[[ Supplied material, beginning ]]

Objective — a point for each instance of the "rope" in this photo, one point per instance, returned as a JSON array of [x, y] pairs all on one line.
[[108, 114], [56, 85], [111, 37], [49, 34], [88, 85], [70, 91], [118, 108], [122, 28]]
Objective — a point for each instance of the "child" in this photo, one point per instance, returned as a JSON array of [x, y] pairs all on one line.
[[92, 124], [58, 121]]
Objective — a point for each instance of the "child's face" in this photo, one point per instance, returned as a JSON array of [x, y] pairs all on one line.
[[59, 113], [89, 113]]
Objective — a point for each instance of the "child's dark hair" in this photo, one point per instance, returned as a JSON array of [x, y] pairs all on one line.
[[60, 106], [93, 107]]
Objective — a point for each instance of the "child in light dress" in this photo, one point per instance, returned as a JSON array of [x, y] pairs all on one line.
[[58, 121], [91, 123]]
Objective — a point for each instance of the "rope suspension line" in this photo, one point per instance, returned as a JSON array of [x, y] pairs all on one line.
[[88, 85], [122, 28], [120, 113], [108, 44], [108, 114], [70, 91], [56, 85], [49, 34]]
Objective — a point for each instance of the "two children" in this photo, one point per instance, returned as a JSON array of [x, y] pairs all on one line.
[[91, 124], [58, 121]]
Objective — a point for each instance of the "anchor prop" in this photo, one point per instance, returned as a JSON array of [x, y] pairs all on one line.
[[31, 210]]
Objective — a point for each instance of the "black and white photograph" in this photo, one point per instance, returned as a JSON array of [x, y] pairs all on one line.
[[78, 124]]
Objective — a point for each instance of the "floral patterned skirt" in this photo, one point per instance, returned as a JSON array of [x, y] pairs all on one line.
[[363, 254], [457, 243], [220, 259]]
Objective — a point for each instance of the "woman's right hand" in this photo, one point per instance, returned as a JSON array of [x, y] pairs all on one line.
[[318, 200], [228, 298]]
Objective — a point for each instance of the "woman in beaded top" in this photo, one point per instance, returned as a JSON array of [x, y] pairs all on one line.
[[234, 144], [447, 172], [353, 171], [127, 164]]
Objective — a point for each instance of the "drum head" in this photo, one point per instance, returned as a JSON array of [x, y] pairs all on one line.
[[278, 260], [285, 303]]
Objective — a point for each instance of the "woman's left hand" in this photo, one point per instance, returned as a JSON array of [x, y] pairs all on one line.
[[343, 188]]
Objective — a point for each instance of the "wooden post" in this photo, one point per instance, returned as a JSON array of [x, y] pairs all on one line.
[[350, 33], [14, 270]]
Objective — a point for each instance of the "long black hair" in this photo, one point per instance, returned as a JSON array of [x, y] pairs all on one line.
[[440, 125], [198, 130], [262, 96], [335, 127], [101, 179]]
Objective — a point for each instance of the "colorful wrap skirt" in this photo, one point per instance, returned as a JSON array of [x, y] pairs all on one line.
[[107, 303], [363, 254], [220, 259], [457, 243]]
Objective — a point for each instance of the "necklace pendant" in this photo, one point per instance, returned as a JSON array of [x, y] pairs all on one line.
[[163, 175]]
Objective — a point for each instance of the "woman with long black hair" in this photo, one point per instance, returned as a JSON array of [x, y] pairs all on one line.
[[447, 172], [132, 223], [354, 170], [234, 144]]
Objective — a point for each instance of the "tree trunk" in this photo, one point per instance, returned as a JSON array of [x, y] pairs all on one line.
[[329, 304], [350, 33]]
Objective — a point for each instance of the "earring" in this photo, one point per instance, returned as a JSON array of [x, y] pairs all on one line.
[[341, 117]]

[[ Supplied material, end ]]

__Aim of the task__.
Repeating the listing in full, word for word, is the required output.

__Response area__.
Objective — a point for each instance of the "rope" in this photo, one point per instance, returned as a JSON array of [x, y] pairs all on one line.
[[108, 114], [56, 85], [111, 37], [49, 34], [88, 85], [70, 91], [118, 108], [122, 28]]
Objective — a point for each instance of the "child" in this photo, one point per instance, returned as a JSON array of [x, y] pairs all on one line.
[[92, 124], [58, 121]]
Objective — a point for each instance of the "child's face" in this photo, one point per instance, returned as a JSON array of [x, y] pairs all on one line.
[[59, 113], [89, 113]]
Objective — a point for each instance of the "child's dark hair" in this photo, one point per instance, returned as a JSON array of [x, y] pairs all on one line.
[[60, 106], [93, 107]]
Objective — a point for each instance of the "child in light dress" in this photo, one point per instance, returned as a JSON array of [x, y] pairs all on one line.
[[58, 121], [91, 123]]
Objective — a point for each instance of the "rope suspension line" in this photo, one point per instance, returned as a JSON array of [x, y] pairs all on one line.
[[88, 85], [122, 28], [120, 113], [108, 44], [108, 114], [70, 91], [56, 85], [49, 34]]
Objective — a point for each instance of the "two children" in this photo, one point per instance, returned as a JSON array of [x, y] pairs all on one line.
[[91, 124], [58, 121]]
Objective — a point for each instance of the "anchor prop" in this photo, one point per instance, returned as a JSON array of [x, y] pairs all on one line.
[[31, 210]]
Objective — a point for each instance of the "black and white photograph" in this photo, one point per instance, returned as a JSON array of [x, y] pairs all on one line.
[[78, 124]]
Objective — a point for each instance of the "floral patterned skirt" in this photo, one point per instance, returned as a JSON array of [x, y] pairs all on one line.
[[363, 254], [457, 243], [220, 259]]
Objective — a point for each instance of the "woman's right hand" in this photo, one point per instance, returned as a JSON array of [x, y] pairs all on one line.
[[318, 200], [228, 298]]
Objective — a point for each instance of the "woman in beaded top" in this photo, one point per instance, returned as a JSON array of [x, y] pairs all on one line.
[[234, 144], [447, 172], [353, 171], [127, 164]]
Objective — a point for each instance of the "drum head" in this photo, one point per instance, returned as a JSON array of [x, y] pairs all on one line.
[[278, 260], [285, 303]]
Objective — a point for each instance of the "woman's left hand" in this photo, one point per instance, returned as a JSON array of [x, y] pairs all on one line.
[[343, 188]]
Objective — a point for each instance of the "wooden post" in this photo, one point per instance, returned as a JSON array of [x, y] pairs all on one line.
[[350, 33], [14, 270]]
Objective — a point for each instance of the "long black hair" in this photo, one point per instance, returned as a JSON array of [x, y] pairs all on one line.
[[440, 125], [198, 130], [262, 96], [335, 127], [101, 179]]
Objective — a point for each instance of the "colorful wrap skirt" in this photo, one point per instance, returned as a JSON array of [x, y] pairs all on one line.
[[107, 303], [363, 254], [220, 259], [457, 243]]
Objective — a point for each instance of the "necklace pendant" in this photo, one point per instance, returned as a JSON array of [x, y] pairs all on one line.
[[163, 175]]
Objective — a point for each instance of the "woman with long black hair" in this photo, one point per instance, returned as a JSON array of [x, y] pairs all on one line.
[[447, 172], [132, 223], [354, 170], [234, 144]]
Objective — a point for each instance of the "tree trunk" in this photo, one point per instance, returned as a JSON array of [x, y] pairs all on one line.
[[329, 304], [350, 33]]
Objective — a point for each instance of the "earring" in this photo, one point per instance, returned as a JSON array of [x, y] pairs all on one line.
[[341, 117]]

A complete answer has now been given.